REQUIREMENTS:
Copy out all of the material below word for word, leaving out the pictures.

------ INPUT ROWS

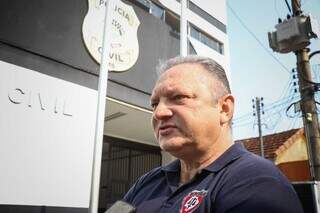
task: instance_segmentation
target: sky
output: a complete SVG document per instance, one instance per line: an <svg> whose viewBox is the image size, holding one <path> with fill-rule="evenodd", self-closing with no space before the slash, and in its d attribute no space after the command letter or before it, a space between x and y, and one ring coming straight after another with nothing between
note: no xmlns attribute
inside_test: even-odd
<svg viewBox="0 0 320 213"><path fill-rule="evenodd" d="M273 52L267 36L278 18L284 20L289 13L285 0L227 0L227 5L231 87L236 98L234 138L258 136L252 108L255 97L263 97L263 135L301 127L301 114L294 113L293 107L286 115L290 104L300 99L299 93L294 92L298 87L293 84L291 72L296 56ZM320 20L320 0L302 0L301 5L305 14ZM320 50L320 39L312 39L309 48L311 52ZM320 82L320 54L312 57L310 63L314 80Z"/></svg>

------------

WRITTEN ANSWER:
task: instance_segmentation
target: sky
output: a complete SVG document per instance, one instance per line: an <svg> whose viewBox is the image size, holding one <path> with fill-rule="evenodd", self-closing with no space before the slash, and in its d attribute no space after the command letter or before it, a space between x and y, and one ring coming straight after another with nothing between
note: no xmlns attribute
inside_test: even-odd
<svg viewBox="0 0 320 213"><path fill-rule="evenodd" d="M273 52L267 36L278 18L284 20L289 13L285 0L227 0L227 5L231 87L236 98L234 138L258 136L252 108L255 97L263 97L263 135L301 127L301 114L294 113L293 107L286 115L290 104L300 99L299 93L294 92L298 87L293 84L291 72L296 56ZM320 20L320 0L302 0L301 5L305 14ZM320 50L320 39L312 39L309 48L311 52ZM320 82L320 54L312 57L310 63L314 80Z"/></svg>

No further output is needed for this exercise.